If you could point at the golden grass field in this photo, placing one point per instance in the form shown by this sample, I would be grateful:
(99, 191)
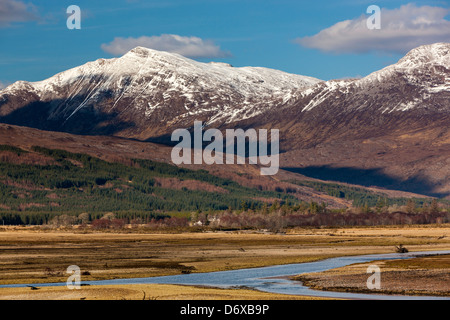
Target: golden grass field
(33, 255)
__________
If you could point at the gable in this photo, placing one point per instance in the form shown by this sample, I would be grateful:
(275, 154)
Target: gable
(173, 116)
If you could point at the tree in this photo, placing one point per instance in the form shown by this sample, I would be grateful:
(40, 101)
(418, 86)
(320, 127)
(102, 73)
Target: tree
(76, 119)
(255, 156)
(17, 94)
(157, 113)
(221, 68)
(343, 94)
__________
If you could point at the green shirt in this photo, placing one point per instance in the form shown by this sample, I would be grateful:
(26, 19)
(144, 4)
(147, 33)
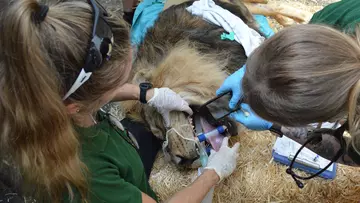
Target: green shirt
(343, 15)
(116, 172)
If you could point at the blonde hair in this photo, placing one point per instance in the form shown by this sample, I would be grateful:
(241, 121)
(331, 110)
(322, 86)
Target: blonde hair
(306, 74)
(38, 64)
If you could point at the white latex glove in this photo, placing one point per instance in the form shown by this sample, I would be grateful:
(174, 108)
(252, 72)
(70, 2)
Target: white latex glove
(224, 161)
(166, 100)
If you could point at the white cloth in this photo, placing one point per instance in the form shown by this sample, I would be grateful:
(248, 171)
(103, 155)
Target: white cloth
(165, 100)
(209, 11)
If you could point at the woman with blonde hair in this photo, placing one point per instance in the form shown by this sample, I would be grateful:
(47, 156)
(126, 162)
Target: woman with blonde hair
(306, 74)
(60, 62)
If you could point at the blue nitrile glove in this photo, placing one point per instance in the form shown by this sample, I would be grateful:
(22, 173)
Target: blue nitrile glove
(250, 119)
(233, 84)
__________
- _TRY IT_
The answer must consist of every line above that holds the string "form", copied exactly.

- _EXERCISE RESPONSE_
If you could point at the golden grass field in this photo, placing one point per instance in the form shown by this sample, I would be grateful:
If you could point at the gable in this photo, placing one point per instance in the form shown by this sample, I would be grateful:
If you could point at the tree in this photo, placing one point per instance in the form shown by this sample, I would be grateful:
If you could point at the green shirt in this photo, placing one point per instance in the form shown by this sample, I would be grateful:
If you could point at the blonde hair in this photo, placing one point per instance in the form shown by this sample, I would be grateful:
If you could point at the white latex glove in this photo, placing one point per instance in the form shown by this sample, I would be grateful:
If you could point at the white cloth in this photo, placing one point per instance in the form shown by this sample, I would be grateful:
If you could point at the woman with blonde hair in this photo, placing one point per instance in the form shown by this sample, I would be grateful:
If you could point at the blue nitrile glove in this photo, placing one point per instance in the form shown by this sample, I would be grateful:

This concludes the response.